-- start of Provided passage --

Marion Mahony Griffin (1871-1961), architect, designer, delineator, and artist, married Walter Burley Griffin (1876-1937), architect, landscape designer and urban planner in 1911. Their architectural practice spanned almost four decades on three continents. The many dimensions to the story of these distinguished American architects stand as a compelling record of their achievements, and demonstrate the continuing relevance of their beliefs and ideals to contemporary thought.

The Griffins’ vision was nurtured in the ferment of liberal ideas at the turn of the 20th century in North America, and developed during the Australian years and, briefly, in India.  They were born in Chicago and spent their formative years on the suburban fringes of that great Midwestern city, where they each developed a love of nature and became passionately involved with early conservation groups. They held strong beliefs on democracy, community development and cultural expression, and applied principles and innovations in the direction we know today as sustainability.

The Midwest, with its booming economy and progressive ideals, was the perfect stage for a new architecture to suit new times. Prairie style architecture emphasised simplicity of design and honest use of natural materials to reflect the landscape context. The Millikin Place development, a Prairie School masterpiece in Decatur, Illinois, brought the Griffins together as professional and life partners in 1910, and in 1912 an inspired design for Rock Crest/Rock Glen in Mason City, Iowa, a planned garden suburb based on the integration of landscape and architecture, foreshadowed their sensitive response to the natural topography of the Castlecrag peninsula a decade later. Developed on the site of an abandoned limestone quarry, Rock Crest/Rock Glen is considered the Griffins’ greatest American achievement, ‘a site of latent beauty, neglected but capable of regeneration in a most spectacular way’ (Professsor James Weirick’s chapter of Rock Crest/Rock Glen Mason City Iowa editor Paul Kruty p148).

-- end of Provided passage --

## Work to do
1) Reproduce the passage about the Griffins word for word, from "Marion Mahony Griffin" up to and including "to contemporary thought.".
2) Answer these questions using the passage about the Griffins:
(a) In what year did Marion Mahony Griffin marry Walter Burley Griffin?
(b) In which city were the Griffins born?
(c) On what kind of site was Rock Crest/Rock Glen developed?

-- start of Entries --

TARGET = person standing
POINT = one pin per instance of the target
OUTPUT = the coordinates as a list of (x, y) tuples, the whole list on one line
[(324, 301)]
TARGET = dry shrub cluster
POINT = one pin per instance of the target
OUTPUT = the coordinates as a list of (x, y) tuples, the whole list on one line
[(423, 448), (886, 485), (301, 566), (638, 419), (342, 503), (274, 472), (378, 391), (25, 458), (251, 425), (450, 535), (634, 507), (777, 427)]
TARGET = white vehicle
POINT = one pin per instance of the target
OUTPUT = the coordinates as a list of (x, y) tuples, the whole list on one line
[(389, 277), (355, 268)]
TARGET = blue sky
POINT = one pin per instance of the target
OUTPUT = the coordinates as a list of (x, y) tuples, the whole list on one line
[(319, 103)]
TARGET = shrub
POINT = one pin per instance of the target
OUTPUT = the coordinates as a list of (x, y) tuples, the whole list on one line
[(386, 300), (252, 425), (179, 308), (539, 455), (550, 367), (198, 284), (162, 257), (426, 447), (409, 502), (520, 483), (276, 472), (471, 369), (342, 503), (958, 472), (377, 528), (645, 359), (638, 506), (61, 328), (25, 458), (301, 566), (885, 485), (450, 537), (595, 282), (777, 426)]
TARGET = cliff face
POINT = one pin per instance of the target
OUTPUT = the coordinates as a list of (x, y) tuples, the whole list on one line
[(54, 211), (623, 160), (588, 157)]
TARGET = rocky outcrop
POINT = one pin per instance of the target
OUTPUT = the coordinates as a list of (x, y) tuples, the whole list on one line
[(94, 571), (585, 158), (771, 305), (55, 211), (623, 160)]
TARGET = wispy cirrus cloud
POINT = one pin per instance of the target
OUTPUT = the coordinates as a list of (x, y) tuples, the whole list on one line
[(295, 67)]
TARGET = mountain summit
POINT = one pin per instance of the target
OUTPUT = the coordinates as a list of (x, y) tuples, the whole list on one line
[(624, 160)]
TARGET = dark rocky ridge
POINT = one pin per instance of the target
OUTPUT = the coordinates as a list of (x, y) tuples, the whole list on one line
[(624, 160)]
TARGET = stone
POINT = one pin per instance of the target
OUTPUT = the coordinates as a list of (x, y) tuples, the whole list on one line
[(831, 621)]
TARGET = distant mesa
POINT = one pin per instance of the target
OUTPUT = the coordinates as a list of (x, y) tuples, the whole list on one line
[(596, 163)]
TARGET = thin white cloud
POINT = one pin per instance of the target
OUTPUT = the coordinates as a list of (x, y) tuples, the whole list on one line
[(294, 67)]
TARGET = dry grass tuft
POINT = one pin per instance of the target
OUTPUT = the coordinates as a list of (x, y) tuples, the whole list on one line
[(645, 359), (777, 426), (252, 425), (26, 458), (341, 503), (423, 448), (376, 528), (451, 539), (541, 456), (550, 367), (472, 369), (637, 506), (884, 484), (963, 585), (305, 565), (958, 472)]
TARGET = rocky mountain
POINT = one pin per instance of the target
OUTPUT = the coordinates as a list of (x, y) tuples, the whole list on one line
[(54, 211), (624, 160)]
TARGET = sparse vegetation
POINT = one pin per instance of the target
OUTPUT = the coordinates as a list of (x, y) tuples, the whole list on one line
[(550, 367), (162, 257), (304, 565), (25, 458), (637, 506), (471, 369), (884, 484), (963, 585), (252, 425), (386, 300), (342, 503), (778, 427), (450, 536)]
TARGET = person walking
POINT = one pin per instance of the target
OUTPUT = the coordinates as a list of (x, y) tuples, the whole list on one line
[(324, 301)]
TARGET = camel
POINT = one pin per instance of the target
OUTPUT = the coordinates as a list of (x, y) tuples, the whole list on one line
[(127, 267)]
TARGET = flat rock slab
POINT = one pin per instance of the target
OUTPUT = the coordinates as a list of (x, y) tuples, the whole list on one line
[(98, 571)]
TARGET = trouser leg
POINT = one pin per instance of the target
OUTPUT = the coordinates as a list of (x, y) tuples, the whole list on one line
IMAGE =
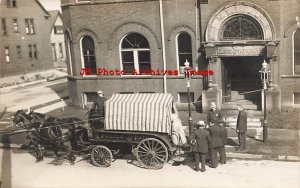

-- end of Entries --

## Answers for the exercise
1)
Marion Mahony Griffin (1871-1961), architect, designer, delineator, and artist, married Walter Burley Griffin (1876-1937), architect, landscape designer and urban planner in 1911. Their architectural practice spanned almost four decades on three continents. The many dimensions to the story of these distinguished American architects stand as a compelling record of their achievements, and demonstrate the continuing relevance of their beliefs and ideals to contemporary thought.

2)
(a) 1911
(b) Chicago
(c) An abandoned limestone quarry